Instrução escrita
Transcreva, sem nenhuma alteração, o trecho do texto sobre inovação na agricultura familiar que começa em "Dificuldade no acesso" e termina em "falta de consumo.".

E não é apenas o BNDES que está preocupado com a inovação nessa área. Em vídeo enviado aos organizadores da mesa, a Diretora de Inovação para a Produção Familiar e Transição Agroecológica da Secretaria de Agricultura Familiar e Agroecologia do Ministério do Desenvolvimento Agrário (MDA), Vivian Libório, informou que até o final do ano o investimento em inovação na área foi de R$ 70,35 milhões, especialmente por meio do programa Cooperar Mais Brasil, destinado à capacitação de agricultores familiares na elaboração de projetos. “Então, tem toda uma agenda que é editada nessa construção e ter a participação desses órgãos, desse coletivo colegiado é muito importante. E a gente precisa avançar ainda mais”, garantiu.
Dificuldade no acesso ao maquinário e escoamento da produção
Nildo Martins, integrante do setor de projetos do MST Pernambuco, contou que alcançar a produtividade das grandes indústrias é um grande entrave para a obtenção de crédito dentro das linhas de financiamento do BNDES. Um dos usos seria para a compra de maquinário com o objetivo de aumentar o custo agregado dos produtos e sua durabilidade, com a produção de polpa e polpas e geleias, sem que a produção se perca no transporte ou na falta de consumo.

Entradas de identificação de locais
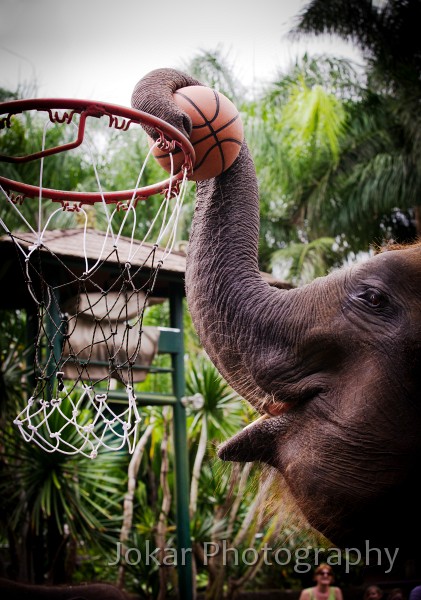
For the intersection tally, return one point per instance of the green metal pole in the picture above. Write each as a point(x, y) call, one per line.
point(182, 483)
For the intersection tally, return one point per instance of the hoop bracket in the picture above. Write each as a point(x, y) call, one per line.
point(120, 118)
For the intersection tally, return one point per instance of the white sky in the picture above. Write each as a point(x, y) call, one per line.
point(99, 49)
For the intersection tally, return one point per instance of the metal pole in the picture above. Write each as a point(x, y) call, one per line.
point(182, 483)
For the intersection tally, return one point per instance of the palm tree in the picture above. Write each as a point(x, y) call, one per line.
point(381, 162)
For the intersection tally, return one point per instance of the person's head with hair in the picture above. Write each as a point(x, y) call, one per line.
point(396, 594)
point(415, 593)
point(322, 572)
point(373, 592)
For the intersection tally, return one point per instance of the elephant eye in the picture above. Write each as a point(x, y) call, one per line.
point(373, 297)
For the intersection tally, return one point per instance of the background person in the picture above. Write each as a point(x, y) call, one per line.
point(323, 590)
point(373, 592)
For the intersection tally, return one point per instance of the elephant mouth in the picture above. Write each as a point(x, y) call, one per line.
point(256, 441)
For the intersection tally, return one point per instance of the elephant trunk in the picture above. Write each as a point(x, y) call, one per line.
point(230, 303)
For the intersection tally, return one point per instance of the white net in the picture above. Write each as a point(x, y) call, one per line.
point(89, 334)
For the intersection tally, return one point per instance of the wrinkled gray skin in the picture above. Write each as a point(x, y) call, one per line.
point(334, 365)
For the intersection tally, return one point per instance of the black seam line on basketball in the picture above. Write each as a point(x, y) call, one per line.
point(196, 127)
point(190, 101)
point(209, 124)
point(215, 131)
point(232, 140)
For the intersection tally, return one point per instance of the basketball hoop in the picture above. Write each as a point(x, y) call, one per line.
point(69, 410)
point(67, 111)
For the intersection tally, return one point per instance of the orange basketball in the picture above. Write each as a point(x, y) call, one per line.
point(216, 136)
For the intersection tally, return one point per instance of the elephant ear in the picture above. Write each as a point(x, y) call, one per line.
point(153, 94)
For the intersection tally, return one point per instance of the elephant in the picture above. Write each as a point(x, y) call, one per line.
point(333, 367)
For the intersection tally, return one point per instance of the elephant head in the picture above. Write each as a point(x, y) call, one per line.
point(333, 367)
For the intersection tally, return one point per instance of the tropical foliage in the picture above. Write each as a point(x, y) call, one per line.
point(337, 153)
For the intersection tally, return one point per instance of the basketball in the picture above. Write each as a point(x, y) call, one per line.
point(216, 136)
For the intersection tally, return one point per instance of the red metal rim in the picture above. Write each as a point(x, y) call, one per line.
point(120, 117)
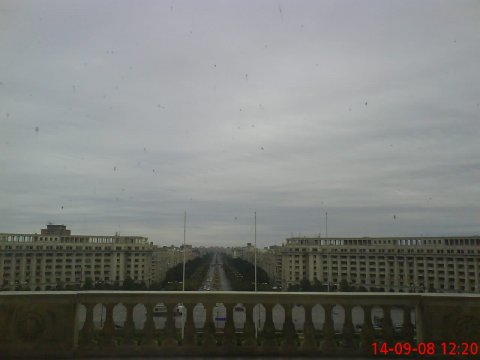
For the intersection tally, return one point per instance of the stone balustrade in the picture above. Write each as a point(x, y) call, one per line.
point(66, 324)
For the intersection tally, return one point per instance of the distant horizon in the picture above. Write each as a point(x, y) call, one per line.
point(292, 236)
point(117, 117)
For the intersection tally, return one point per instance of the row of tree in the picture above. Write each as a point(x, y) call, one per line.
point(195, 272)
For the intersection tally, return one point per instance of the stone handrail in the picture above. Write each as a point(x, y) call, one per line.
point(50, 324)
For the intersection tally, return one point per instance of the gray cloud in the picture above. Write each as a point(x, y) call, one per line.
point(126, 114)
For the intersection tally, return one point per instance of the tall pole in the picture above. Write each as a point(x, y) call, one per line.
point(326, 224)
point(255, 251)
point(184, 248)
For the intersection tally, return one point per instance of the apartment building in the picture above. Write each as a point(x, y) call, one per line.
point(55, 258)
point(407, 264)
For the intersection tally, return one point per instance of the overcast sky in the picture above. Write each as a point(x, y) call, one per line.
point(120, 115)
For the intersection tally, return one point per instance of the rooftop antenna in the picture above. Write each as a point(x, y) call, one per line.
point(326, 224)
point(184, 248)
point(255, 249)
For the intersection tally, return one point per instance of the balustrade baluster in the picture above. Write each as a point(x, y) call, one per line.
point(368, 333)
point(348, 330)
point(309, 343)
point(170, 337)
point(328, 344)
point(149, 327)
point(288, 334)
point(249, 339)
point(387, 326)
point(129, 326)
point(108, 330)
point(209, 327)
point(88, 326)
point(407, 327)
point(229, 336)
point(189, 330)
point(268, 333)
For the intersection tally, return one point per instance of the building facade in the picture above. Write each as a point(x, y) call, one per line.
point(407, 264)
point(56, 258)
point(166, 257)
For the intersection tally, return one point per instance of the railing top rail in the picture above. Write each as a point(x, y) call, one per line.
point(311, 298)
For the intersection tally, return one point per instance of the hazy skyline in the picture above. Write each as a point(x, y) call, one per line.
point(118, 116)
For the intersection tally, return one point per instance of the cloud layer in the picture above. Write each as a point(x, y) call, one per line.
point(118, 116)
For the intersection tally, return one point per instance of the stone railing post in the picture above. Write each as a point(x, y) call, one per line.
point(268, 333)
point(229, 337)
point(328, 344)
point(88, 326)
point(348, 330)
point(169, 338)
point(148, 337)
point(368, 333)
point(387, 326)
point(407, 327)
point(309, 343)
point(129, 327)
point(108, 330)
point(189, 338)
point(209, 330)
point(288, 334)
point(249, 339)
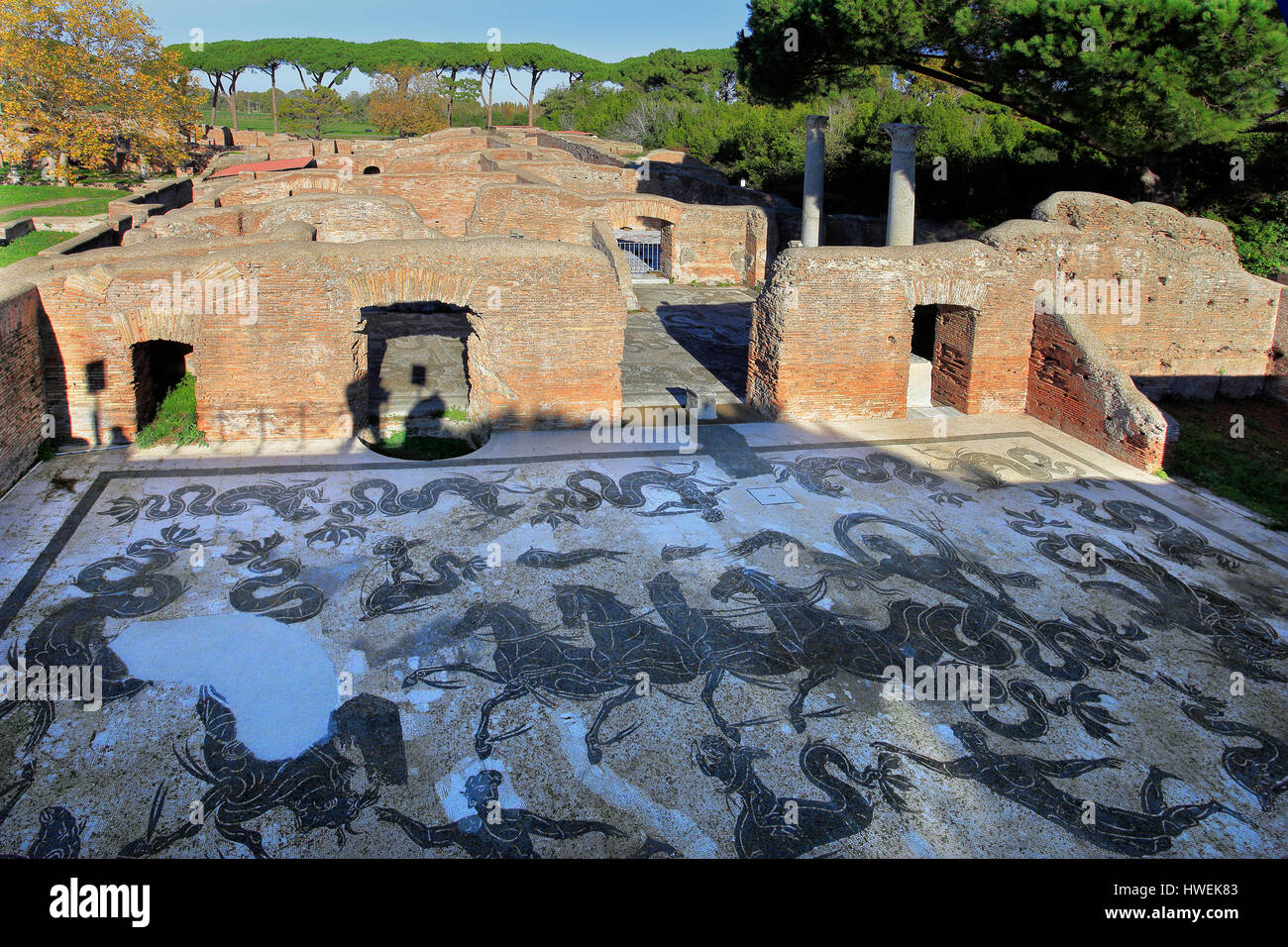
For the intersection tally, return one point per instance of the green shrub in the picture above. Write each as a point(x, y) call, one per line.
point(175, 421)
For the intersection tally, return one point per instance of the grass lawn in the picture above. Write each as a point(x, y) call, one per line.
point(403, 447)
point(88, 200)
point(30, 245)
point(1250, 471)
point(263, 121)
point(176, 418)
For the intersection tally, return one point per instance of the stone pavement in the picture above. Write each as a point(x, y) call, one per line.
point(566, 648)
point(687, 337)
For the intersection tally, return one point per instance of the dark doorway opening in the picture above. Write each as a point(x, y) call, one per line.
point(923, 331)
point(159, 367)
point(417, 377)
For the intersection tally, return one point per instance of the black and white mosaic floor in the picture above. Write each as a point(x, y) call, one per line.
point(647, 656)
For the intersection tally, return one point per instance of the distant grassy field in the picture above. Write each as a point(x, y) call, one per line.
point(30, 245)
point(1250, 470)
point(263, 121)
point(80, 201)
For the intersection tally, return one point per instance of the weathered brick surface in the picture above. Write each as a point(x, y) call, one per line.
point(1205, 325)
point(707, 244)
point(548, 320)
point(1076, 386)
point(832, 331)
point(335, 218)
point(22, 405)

---

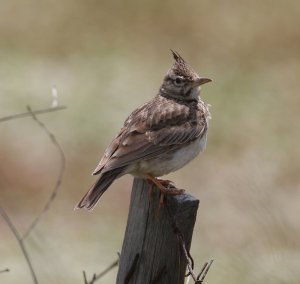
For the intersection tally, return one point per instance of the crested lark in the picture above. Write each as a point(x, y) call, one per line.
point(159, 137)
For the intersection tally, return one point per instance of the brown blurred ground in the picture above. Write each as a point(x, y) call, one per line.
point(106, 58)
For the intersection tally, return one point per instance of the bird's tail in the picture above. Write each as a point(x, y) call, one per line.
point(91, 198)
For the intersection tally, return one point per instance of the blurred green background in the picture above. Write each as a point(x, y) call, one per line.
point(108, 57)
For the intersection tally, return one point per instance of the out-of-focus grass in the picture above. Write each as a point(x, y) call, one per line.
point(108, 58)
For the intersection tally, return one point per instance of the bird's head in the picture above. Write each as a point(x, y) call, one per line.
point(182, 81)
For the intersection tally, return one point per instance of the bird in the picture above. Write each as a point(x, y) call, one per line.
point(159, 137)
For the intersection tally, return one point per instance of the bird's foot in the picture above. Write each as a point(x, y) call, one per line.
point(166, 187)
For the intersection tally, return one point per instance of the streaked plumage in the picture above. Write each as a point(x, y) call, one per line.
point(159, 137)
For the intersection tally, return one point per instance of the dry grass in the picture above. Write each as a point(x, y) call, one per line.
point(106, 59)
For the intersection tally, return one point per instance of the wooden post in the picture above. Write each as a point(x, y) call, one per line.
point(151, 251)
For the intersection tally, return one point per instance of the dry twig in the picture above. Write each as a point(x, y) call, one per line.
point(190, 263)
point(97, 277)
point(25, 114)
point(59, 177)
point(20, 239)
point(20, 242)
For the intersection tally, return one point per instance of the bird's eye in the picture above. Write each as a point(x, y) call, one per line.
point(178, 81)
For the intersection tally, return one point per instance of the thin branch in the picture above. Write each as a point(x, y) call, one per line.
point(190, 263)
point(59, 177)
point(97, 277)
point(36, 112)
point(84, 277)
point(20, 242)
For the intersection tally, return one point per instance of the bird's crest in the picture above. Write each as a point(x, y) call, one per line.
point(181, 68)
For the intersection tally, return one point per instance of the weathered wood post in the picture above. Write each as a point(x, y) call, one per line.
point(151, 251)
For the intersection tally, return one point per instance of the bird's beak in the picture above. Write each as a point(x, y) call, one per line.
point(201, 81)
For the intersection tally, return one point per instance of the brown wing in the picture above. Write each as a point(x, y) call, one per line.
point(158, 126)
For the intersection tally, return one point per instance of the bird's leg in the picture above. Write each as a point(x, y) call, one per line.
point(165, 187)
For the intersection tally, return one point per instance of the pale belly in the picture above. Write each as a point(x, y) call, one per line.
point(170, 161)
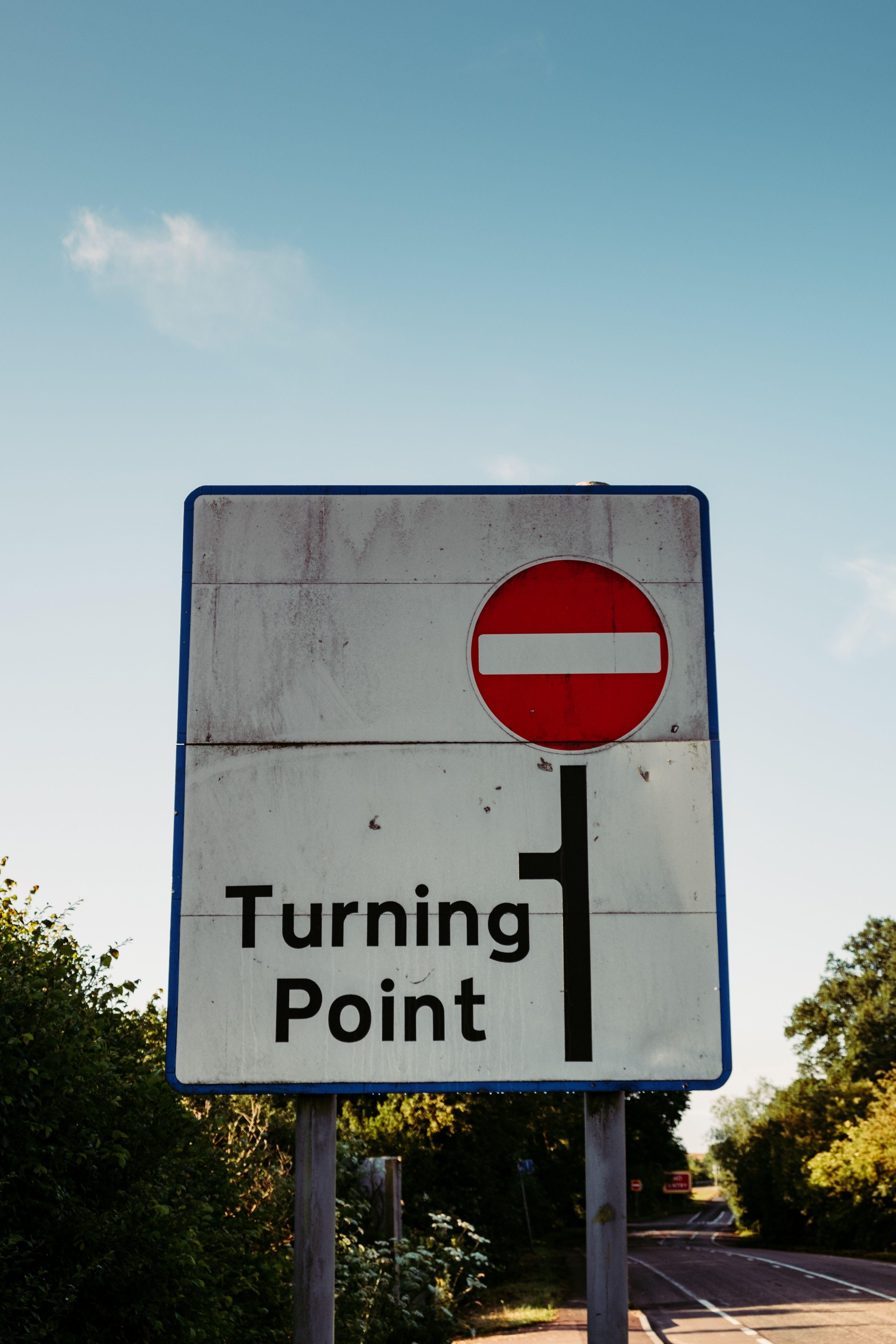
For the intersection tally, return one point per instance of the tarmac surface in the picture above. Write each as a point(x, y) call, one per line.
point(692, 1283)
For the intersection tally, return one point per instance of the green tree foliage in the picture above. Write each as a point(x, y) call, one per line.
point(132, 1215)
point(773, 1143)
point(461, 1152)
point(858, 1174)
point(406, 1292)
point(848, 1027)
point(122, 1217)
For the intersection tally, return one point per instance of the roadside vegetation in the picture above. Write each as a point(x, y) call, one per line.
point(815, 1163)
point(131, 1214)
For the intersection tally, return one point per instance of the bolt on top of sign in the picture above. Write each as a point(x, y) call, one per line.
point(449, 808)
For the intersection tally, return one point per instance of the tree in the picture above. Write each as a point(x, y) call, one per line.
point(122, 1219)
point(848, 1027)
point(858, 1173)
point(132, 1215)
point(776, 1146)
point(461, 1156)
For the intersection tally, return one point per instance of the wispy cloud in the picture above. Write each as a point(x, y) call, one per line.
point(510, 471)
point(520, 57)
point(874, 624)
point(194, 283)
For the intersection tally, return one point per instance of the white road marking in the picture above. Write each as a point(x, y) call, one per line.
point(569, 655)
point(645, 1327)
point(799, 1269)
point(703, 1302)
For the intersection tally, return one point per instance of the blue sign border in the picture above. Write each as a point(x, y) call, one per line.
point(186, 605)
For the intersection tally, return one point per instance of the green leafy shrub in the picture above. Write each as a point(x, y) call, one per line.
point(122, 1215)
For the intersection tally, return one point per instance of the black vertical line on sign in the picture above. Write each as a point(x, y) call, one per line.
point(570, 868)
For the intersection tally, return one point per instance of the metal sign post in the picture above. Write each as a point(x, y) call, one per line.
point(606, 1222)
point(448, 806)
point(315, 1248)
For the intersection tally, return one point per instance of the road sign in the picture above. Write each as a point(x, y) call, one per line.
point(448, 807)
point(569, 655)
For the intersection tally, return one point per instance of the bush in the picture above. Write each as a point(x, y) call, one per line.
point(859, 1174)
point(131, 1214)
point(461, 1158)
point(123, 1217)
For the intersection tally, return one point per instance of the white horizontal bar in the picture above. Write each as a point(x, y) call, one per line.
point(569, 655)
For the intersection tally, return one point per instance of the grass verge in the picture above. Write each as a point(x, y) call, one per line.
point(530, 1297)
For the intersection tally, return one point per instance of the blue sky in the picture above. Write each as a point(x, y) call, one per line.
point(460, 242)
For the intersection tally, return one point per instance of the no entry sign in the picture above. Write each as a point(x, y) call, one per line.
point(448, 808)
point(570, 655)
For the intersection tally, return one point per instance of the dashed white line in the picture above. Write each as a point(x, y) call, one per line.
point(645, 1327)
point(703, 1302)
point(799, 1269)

Resposta da tarefa
Dificuldade no acesso ao maquinário e escoamento da produção
Nildo Martins, integrante do setor de projetos do MST Pernambuco, contou que alcançar a produtividade das grandes indústrias é um grande entrave para a obtenção de crédito dentro das linhas de financiamento do BNDES. Um dos usos seria para a compra de maquinário com o objetivo de aumentar o custo agregado dos produtos e sua durabilidade, com a produção de polpa e polpas e geleias, sem que a produção se perca no transporte ou na falta de consumo.